▸ Quoted text
_ _ _ _ _ _ _
EoGRE Tunnels System Design Options

Design 1: WLC based EoGRE Tunnel

  • CAPWAP Control Path (AP-WLC)

  • CAPWAP Data Path (AP-WLC)

  • EoGRE Data Flow (WLC-TGW)

In this design model, a tunnel gets generated from WLC to the tunnel gateway such as ASR 1000. Begin with release 8.2, controllers supports up to10 tunnel Gateway configurations and 10 EoGRE Tunnel Domains with 10 profile rules per each tunnel. Each profile can also be configured with multiple realms. When realms are configured, it will be a user name followed by @. Realm is a string after @, for example, user_name@realm. Two or more tunnels can be configured for redundancy, so that when the primary or active tunnel fails, the secondary or standby tunnel will take over the operation of the EoGRE tunnel. Intra-controller and Inter-controller mobility is also supported with the EoGRE tunnel configuration.

The WLC in release 8.1 and above supports two tunnel type configurations on the northbound interface:
  1. IP/GRE as defined in PMIPv6 (RFC 5213) – L3

  2. Ethernet over GRE – L2


Note

In this deployment guide, only EoGRE tunnel is discussed.


Only one type of tunnel is supported per WLAN. EoGRE is supported on either open or 802.1x based WLANs. Tunneled clients support EAP-SIM or EAP-AKA mode only. Other authentication modes are not supported by the tunneled clients.
_ _ _ _ _ _ _
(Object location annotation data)

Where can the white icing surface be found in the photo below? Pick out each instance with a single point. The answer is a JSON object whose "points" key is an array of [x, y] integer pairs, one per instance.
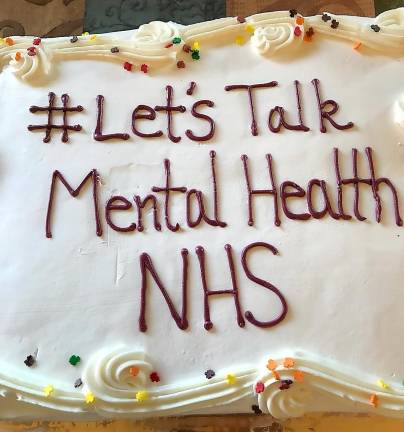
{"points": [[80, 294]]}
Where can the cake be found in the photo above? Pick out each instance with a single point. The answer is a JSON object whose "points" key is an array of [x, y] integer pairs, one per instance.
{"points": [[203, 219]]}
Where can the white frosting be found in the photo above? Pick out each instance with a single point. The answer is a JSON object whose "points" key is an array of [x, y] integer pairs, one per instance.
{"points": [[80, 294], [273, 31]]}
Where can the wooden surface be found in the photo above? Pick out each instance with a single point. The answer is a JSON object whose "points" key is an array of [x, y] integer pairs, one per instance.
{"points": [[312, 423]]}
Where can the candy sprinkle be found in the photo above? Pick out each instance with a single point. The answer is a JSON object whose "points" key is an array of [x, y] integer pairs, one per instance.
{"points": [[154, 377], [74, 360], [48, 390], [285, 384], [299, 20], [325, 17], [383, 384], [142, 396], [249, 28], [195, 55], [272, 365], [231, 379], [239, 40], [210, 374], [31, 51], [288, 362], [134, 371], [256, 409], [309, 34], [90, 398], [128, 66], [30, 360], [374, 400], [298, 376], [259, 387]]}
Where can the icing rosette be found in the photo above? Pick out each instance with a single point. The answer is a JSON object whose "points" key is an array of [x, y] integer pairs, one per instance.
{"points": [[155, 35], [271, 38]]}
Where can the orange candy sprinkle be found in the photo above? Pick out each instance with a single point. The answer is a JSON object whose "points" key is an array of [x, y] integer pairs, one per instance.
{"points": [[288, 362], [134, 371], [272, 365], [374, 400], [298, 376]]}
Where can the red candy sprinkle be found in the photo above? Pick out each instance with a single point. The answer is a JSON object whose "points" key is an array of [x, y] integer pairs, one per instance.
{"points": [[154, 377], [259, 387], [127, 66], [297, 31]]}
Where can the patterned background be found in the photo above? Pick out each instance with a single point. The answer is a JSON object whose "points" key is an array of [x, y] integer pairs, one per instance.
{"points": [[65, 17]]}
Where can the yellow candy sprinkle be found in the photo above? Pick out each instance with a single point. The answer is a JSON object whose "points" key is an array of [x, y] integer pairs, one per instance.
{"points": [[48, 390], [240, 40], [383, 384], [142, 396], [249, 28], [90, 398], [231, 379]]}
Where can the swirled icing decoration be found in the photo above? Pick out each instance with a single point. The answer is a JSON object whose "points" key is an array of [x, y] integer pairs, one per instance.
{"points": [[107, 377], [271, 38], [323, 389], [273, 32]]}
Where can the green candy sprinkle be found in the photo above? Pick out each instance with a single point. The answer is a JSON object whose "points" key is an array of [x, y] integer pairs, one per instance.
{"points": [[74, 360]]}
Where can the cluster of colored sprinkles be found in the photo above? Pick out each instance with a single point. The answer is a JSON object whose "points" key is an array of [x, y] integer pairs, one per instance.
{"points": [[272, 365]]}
_ _ _ _ _ _ _
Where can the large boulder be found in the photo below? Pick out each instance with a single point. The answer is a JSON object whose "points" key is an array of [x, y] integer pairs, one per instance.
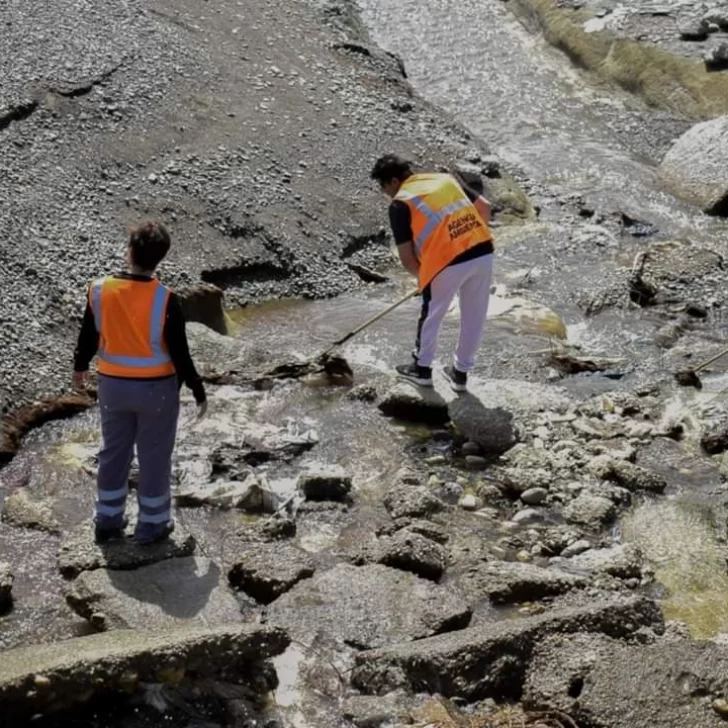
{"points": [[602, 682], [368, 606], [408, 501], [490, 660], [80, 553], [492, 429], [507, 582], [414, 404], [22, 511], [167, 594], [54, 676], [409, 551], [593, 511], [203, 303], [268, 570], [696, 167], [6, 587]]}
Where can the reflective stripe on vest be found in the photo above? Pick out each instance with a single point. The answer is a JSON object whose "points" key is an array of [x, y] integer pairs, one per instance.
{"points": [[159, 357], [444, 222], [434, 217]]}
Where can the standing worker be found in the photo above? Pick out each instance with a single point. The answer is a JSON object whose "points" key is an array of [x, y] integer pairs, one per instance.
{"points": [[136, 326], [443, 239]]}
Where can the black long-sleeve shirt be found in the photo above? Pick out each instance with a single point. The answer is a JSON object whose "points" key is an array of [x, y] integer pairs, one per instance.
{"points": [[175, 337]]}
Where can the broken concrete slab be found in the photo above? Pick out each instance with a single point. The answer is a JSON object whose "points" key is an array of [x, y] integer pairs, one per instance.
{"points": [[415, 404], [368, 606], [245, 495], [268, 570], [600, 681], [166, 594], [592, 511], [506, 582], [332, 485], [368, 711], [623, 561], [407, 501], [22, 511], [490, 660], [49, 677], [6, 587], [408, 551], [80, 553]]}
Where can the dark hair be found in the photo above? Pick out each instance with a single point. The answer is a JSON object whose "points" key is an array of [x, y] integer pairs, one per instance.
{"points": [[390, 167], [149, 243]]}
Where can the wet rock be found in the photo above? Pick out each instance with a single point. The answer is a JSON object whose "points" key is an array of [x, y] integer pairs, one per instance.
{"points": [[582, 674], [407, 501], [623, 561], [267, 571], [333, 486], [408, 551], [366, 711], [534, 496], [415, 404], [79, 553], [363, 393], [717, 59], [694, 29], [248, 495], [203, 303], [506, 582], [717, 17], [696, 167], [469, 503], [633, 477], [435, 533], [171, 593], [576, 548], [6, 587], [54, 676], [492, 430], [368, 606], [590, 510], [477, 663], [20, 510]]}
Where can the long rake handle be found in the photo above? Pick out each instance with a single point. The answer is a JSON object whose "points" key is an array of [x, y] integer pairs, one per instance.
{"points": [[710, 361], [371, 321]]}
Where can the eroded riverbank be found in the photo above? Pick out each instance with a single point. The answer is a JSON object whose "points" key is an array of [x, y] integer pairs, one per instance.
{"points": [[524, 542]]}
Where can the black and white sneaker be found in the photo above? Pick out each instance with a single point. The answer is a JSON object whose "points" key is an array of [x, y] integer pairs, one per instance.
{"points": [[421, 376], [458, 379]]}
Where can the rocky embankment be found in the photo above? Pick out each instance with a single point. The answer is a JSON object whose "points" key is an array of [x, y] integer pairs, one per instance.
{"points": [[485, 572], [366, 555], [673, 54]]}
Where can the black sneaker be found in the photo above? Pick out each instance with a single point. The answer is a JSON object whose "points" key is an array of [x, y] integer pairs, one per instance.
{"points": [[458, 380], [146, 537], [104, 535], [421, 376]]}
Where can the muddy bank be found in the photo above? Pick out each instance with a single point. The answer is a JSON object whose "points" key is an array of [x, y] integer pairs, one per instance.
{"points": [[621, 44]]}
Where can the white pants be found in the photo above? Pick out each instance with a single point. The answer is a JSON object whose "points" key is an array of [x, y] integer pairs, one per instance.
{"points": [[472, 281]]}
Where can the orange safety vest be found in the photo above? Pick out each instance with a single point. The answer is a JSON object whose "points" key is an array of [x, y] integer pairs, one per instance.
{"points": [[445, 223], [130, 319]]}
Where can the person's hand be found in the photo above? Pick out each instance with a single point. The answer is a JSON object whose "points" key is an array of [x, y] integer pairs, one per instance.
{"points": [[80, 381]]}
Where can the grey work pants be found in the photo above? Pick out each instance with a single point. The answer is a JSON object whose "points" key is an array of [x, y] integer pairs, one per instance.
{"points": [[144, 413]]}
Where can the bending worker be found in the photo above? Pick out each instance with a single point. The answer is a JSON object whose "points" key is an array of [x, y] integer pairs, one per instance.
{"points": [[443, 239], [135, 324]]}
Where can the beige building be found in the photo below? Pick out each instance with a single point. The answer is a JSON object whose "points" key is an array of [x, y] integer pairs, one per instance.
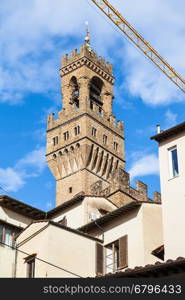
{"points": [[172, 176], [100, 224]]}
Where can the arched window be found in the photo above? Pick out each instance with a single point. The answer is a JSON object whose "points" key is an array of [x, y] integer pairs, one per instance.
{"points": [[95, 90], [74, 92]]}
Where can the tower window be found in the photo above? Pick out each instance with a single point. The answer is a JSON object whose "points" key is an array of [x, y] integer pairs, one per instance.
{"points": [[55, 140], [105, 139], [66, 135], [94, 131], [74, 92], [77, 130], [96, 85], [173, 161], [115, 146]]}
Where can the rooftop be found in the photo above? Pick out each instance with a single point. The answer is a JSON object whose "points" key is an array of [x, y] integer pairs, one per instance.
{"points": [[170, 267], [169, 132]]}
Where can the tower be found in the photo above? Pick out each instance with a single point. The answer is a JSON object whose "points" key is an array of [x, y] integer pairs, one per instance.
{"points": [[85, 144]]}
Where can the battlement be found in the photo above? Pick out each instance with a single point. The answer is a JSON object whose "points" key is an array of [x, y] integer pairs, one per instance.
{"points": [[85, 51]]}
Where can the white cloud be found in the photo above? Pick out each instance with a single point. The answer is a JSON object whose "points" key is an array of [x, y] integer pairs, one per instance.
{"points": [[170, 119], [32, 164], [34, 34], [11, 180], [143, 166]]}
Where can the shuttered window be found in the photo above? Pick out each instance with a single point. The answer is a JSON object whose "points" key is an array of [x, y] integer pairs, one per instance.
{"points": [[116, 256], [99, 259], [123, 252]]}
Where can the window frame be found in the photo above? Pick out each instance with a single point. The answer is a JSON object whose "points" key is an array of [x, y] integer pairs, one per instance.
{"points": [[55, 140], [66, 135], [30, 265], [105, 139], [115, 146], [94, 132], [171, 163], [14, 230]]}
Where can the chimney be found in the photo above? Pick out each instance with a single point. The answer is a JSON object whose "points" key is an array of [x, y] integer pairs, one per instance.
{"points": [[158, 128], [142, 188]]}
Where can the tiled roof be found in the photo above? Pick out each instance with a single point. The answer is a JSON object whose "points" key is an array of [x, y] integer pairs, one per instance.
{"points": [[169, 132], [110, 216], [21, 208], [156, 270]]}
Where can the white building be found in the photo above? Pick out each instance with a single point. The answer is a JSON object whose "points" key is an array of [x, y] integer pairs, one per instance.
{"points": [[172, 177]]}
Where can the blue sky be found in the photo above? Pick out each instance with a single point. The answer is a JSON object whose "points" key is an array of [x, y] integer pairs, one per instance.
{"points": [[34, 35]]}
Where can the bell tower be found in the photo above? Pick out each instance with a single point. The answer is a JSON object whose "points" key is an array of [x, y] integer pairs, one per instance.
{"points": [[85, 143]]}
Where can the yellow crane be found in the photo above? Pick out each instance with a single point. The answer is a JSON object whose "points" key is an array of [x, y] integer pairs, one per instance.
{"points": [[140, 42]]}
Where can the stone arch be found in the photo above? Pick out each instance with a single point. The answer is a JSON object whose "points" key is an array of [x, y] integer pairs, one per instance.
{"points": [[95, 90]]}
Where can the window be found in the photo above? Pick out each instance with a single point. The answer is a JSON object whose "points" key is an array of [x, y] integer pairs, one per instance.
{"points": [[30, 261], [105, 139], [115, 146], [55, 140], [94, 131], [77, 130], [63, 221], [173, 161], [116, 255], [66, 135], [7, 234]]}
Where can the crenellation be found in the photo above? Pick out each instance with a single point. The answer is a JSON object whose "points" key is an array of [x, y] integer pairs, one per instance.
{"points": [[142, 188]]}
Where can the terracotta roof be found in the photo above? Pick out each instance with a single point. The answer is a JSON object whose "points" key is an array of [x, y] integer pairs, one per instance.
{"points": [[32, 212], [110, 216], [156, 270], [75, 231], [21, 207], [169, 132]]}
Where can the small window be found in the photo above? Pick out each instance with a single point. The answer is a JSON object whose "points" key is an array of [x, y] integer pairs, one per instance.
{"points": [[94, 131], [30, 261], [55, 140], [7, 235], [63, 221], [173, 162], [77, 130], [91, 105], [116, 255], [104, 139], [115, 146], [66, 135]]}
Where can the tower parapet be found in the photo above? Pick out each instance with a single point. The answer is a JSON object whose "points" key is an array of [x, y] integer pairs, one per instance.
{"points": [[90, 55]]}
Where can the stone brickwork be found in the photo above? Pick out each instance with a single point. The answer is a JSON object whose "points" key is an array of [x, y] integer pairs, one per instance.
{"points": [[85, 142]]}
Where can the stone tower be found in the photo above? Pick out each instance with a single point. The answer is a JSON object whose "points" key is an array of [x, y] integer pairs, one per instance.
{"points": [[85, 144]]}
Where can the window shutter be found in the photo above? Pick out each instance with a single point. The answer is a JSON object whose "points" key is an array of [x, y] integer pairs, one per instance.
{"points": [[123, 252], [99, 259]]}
_ _ _ _ _ _ _
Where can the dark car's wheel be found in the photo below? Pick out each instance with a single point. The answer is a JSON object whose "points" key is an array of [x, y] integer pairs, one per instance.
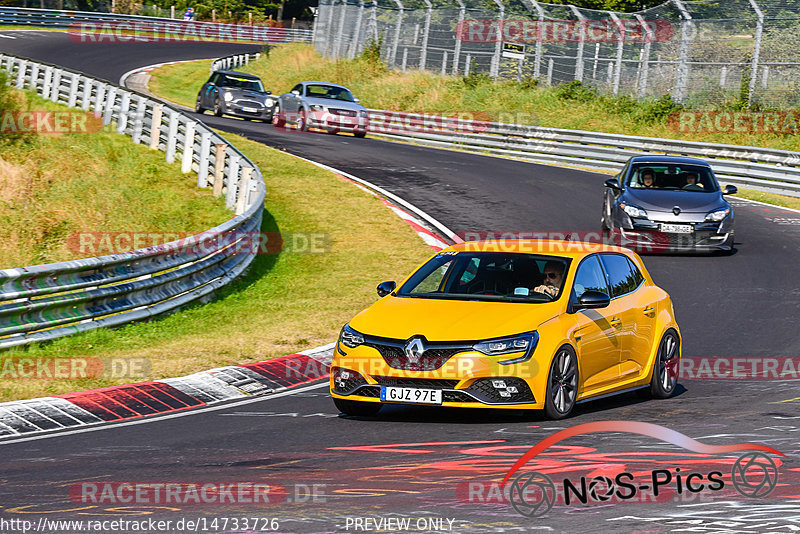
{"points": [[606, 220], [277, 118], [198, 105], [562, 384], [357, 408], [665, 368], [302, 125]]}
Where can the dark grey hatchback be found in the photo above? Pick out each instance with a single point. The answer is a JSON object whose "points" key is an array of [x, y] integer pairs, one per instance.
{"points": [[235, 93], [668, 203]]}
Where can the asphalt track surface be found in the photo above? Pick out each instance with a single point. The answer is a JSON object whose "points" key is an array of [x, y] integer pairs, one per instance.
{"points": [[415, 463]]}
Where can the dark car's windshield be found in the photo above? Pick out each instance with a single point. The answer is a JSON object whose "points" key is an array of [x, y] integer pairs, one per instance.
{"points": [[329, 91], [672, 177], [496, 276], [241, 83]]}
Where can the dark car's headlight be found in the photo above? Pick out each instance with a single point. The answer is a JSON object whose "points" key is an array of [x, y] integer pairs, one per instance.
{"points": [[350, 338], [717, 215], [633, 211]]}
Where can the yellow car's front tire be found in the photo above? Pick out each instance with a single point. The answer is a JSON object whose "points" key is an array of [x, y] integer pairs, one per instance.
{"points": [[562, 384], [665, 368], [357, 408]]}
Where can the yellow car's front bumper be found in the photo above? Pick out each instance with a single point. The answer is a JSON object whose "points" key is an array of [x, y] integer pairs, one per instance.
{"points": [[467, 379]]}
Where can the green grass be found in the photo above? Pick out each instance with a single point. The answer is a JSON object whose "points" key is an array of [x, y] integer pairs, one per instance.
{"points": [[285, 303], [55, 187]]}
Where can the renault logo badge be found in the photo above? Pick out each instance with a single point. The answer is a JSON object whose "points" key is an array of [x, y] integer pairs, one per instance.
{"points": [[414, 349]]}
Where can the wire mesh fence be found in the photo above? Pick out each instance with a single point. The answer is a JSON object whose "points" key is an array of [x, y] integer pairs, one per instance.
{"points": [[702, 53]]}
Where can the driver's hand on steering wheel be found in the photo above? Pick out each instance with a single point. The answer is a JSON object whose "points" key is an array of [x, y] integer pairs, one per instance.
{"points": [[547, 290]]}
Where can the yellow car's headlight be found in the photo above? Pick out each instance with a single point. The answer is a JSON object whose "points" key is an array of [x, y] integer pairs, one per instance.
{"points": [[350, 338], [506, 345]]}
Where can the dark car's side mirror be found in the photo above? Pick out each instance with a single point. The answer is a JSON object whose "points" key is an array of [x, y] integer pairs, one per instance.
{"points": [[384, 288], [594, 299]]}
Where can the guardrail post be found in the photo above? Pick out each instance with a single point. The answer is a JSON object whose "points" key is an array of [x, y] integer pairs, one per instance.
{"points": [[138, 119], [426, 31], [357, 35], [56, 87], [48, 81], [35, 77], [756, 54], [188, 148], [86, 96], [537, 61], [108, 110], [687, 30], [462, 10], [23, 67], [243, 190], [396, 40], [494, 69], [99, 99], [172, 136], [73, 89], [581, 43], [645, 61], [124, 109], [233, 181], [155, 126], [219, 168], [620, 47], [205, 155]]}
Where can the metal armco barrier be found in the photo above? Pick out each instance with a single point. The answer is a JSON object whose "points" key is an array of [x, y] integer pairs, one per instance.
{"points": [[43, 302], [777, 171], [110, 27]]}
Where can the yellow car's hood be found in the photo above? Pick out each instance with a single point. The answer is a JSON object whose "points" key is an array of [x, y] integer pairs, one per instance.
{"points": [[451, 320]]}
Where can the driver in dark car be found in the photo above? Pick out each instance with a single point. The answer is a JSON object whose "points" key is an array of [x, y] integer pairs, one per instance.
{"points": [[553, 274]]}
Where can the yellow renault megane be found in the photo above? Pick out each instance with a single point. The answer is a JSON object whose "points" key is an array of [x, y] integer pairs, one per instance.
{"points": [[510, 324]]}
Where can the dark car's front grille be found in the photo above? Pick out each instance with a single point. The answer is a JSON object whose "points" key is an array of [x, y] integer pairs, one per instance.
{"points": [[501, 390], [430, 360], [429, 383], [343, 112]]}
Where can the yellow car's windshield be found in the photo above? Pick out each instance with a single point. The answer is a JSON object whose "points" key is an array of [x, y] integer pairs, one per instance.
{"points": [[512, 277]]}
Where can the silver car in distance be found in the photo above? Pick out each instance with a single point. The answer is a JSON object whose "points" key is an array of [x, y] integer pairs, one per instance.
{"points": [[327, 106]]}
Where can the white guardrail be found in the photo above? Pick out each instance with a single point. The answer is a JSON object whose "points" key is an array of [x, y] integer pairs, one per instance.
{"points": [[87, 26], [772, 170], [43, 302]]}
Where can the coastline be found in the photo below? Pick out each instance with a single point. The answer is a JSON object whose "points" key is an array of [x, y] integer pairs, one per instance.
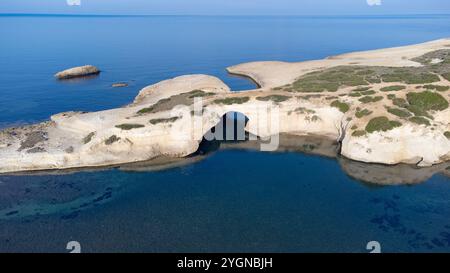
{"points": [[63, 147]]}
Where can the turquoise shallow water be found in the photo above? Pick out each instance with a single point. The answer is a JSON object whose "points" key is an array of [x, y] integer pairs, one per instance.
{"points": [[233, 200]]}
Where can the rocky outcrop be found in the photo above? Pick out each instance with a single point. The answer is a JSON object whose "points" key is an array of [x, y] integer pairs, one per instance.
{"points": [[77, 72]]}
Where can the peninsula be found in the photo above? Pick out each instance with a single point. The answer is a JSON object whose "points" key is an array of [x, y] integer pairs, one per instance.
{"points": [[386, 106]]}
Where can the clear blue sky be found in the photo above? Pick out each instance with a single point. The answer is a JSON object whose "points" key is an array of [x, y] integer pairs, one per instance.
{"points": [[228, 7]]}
_ _ _ _ _ _ _
▸ Work to be completed
Pick up the text on EoGRE tunnel design options after its last sentence and continue it.

▸ Result below
When open SSID WLAN is used, either all local/simple or all tunneled clients are supported but cannot be mixed on the same WLAN. However, 802.1x authenticated simple or tunneled EoGRE clients are supported on the same WLAN.

Prior to Release 8.3, only WLANs configured for Open and WPA2-802.1X were supported.

It is now possible to assign EoGRE Tunnel Profiles to WLANs configured for Internal WebAuth and WPA2-PSK. WLANs configured with WPA2-PSK / WPA2-802.1X and Internal WebAuth are also supported.

Based on authentication, clients will be separated into local or tunneled mode. The WLC supports two types of user’s traffic such as Remote-Tunneled and Local on the same WLAN.

Local users traffic is defined as traffic that is locally bridged by the WLC.

Remote-Tunneled user traffic is defined as traffic of remote-tunnel users and is tunneled by the WLC to a TGW.

AAA override for EoGRE users is supported. Tunnel gateway can also act as AAA proxy.

If AAA Override is enabled on the controller for EoGRE EAP authenticated clients:
  • WLC parses Access Accept and looks for MPC-Protocol-Type, such as EoGRE, GTPv2 or PMIPv6.

  • If the Protocol-Type AVP exists, WLC looks for all parameters related to that tunnel-type. The static profile is ignored and the AAA provided parameters are used to setup tunnel.

  • If AVP is not present, WLC uses static profile on WLC to determine tunnel type based on the realm extracted from user name.

  • If some of the parameters are not present, the authentication fails. For example, if everything is present except T-GW IP, then the client authentication fails.

  • If the MPC-Protocol-Type is None, then it will be simple IP.

Some of the attributes that can be returned by the AAA server are: User-Name, Calling-Station-Id, gw-domain-name, mn-service, cisco-mpc-protocol-interface, and eogre_vlan_id.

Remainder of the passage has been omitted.